Top of DATASET CONTENT

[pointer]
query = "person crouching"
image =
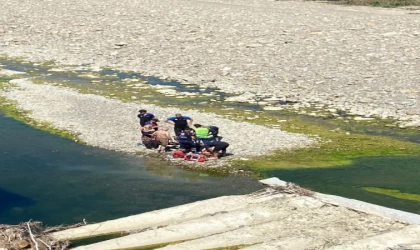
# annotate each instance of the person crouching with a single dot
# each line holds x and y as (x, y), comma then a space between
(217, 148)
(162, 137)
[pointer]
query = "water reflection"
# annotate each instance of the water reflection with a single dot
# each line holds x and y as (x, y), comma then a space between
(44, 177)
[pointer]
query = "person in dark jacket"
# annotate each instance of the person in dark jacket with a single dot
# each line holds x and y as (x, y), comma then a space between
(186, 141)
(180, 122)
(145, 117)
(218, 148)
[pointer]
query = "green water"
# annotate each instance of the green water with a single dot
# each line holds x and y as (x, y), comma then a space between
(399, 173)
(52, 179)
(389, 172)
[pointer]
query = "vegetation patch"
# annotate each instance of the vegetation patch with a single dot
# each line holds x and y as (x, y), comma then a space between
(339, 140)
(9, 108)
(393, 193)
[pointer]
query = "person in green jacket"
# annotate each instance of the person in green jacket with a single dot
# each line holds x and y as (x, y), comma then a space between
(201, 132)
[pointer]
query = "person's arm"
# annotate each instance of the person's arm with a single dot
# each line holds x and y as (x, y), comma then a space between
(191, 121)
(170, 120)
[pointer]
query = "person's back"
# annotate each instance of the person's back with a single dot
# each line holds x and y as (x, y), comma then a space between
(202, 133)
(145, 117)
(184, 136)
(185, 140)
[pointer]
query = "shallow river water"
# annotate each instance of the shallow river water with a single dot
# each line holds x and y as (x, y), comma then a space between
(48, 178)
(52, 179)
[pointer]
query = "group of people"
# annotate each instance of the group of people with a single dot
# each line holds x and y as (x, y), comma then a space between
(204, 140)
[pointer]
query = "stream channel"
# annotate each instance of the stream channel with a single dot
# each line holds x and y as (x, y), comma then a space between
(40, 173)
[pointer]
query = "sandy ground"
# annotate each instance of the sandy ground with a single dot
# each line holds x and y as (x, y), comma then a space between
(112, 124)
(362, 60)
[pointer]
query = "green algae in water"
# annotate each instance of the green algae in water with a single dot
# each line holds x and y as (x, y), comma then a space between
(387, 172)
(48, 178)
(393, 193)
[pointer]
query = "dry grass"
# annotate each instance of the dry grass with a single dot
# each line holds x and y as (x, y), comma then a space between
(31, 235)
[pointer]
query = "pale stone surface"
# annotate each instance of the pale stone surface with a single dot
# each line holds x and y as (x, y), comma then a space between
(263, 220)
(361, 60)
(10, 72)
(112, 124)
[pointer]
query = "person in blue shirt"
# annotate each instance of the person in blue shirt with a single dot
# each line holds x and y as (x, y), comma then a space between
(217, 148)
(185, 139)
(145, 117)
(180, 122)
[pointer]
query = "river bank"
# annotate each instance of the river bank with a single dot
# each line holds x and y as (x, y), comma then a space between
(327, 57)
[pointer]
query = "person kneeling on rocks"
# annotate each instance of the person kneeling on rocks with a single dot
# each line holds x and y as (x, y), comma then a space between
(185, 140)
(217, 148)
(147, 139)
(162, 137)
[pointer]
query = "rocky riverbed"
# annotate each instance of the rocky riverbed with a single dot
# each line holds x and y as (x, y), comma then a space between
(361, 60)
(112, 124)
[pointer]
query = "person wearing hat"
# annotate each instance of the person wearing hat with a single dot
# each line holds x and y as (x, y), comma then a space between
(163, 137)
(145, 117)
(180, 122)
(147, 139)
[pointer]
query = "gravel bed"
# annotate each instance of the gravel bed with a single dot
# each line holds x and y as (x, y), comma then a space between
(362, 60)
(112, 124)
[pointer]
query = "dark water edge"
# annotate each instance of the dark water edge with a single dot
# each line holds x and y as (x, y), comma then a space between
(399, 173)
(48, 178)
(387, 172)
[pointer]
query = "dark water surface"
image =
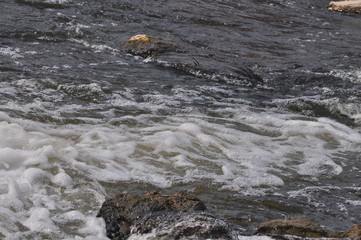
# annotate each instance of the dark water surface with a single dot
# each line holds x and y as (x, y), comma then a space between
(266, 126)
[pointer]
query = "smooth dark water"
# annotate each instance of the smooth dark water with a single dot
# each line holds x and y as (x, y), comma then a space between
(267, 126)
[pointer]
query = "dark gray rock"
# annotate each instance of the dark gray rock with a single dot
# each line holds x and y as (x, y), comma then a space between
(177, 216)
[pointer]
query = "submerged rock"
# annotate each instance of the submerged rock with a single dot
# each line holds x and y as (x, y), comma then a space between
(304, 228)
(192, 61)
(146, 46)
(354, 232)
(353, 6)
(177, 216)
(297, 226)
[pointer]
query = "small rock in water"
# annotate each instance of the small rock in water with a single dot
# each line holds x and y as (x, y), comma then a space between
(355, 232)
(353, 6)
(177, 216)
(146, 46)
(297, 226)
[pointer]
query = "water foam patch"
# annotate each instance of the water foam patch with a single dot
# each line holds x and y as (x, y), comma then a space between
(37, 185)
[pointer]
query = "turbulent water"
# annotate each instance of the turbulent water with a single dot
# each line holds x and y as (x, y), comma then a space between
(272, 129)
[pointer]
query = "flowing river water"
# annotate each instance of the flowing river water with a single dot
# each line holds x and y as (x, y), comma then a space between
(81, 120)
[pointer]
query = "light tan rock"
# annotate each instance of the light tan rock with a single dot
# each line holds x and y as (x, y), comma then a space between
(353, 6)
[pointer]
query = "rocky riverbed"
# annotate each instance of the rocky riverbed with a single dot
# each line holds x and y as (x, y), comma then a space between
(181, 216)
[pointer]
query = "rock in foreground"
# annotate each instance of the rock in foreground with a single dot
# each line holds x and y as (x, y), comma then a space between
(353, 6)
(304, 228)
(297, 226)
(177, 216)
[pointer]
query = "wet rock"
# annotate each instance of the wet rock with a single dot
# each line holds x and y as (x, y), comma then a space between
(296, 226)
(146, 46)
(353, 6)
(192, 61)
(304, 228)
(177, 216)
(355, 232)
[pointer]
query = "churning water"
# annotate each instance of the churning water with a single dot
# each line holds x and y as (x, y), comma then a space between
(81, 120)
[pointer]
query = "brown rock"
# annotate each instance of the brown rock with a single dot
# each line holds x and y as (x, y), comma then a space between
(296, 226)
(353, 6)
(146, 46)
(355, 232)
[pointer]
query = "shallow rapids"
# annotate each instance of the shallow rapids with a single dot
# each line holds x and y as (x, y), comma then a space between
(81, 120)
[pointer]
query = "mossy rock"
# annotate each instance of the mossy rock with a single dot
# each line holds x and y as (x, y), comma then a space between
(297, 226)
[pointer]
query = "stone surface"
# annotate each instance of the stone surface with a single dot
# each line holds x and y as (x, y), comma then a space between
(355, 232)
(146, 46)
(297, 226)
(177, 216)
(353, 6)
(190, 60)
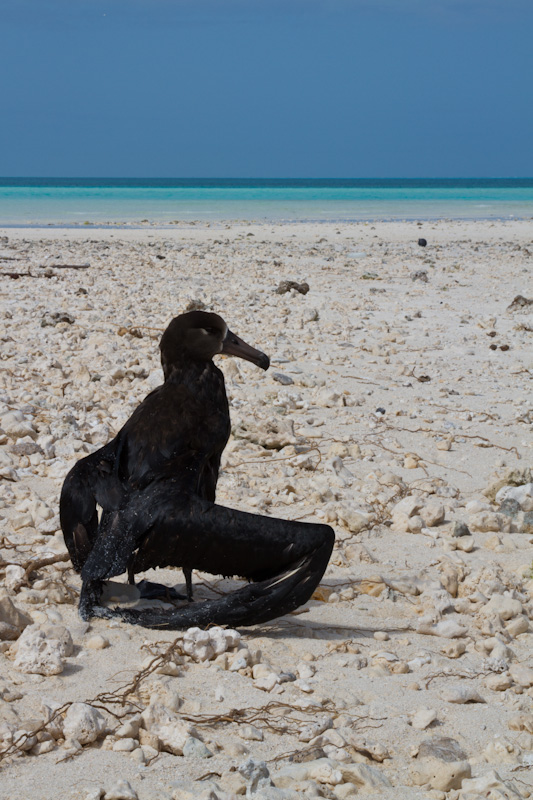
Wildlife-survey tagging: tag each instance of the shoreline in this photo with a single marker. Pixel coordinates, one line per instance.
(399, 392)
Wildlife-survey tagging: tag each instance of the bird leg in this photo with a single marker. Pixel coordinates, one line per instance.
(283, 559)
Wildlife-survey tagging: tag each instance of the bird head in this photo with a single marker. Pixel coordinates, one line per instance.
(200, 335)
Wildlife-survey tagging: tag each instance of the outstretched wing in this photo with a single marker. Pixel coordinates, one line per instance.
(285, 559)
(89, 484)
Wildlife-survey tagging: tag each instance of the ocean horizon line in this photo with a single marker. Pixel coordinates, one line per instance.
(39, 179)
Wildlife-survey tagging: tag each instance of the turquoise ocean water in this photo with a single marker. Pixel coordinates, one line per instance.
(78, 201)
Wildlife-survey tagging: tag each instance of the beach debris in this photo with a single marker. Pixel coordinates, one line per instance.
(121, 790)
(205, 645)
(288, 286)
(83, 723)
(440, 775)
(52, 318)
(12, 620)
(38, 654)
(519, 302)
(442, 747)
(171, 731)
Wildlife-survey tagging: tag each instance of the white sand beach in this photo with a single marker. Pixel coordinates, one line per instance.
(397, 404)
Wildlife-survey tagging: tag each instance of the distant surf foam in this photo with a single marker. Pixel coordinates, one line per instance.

Bottom of DATASET CONTENT

WHAT THE TASK ASKS: Where a line of the records above holds the word "surface", copy that line.

YOUR SOLUTION:
query = "pale stone surface"
# annotate each instance of the pale stone surface with a single dot
query = "dark water surface"
# annotate each instance of the dark water surface with a single dot
query = "stone surface"
# annotate each instance of the stone surface with a single dot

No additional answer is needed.